Task goal: Produce word for word the lines of the data below running from the one that has "target | white line marking" to the one that has "target | car front grille", inclusive, and no others.
· · · · ·
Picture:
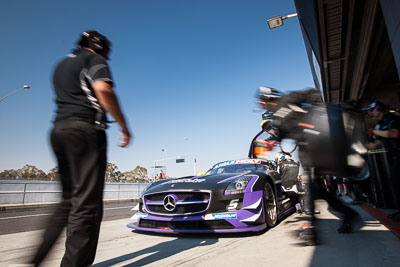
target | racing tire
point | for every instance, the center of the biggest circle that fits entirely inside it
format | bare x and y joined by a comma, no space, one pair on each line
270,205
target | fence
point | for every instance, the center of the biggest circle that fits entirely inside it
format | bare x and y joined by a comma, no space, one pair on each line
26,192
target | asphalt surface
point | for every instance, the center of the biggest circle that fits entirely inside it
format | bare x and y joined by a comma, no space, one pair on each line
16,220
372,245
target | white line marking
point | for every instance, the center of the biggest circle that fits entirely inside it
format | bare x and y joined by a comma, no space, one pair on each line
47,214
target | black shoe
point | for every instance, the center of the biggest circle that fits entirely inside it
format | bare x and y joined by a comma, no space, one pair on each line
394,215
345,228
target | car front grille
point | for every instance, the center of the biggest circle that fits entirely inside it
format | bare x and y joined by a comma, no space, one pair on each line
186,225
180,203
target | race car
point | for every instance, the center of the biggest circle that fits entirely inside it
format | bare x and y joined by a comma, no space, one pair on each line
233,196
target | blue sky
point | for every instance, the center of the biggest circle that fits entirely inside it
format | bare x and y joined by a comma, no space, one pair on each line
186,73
· · · · ·
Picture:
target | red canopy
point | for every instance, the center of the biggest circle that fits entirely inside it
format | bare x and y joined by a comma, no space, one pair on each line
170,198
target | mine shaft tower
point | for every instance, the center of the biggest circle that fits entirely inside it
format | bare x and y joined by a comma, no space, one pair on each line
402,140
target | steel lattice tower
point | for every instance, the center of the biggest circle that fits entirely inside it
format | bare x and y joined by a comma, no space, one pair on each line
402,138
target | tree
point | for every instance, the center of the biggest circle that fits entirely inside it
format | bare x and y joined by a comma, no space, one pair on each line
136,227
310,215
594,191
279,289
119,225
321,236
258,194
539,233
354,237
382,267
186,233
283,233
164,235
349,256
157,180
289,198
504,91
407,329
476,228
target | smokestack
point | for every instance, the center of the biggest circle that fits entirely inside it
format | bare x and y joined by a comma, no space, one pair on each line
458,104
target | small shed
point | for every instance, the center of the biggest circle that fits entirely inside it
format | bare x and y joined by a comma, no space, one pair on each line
· · · · ·
Solution for this task:
target | white line marking
point | for every instance, the center of the biggest circle that fits entirely inside it
format | bare x and y joined by a comma, no space, one pair on each line
47,214
target | black shoe
point | for every instance, the center of the biggest circle that fits entirely inside it
format | bare x and y joined by a comma, no space, one pair on each line
394,215
345,228
target | car front grille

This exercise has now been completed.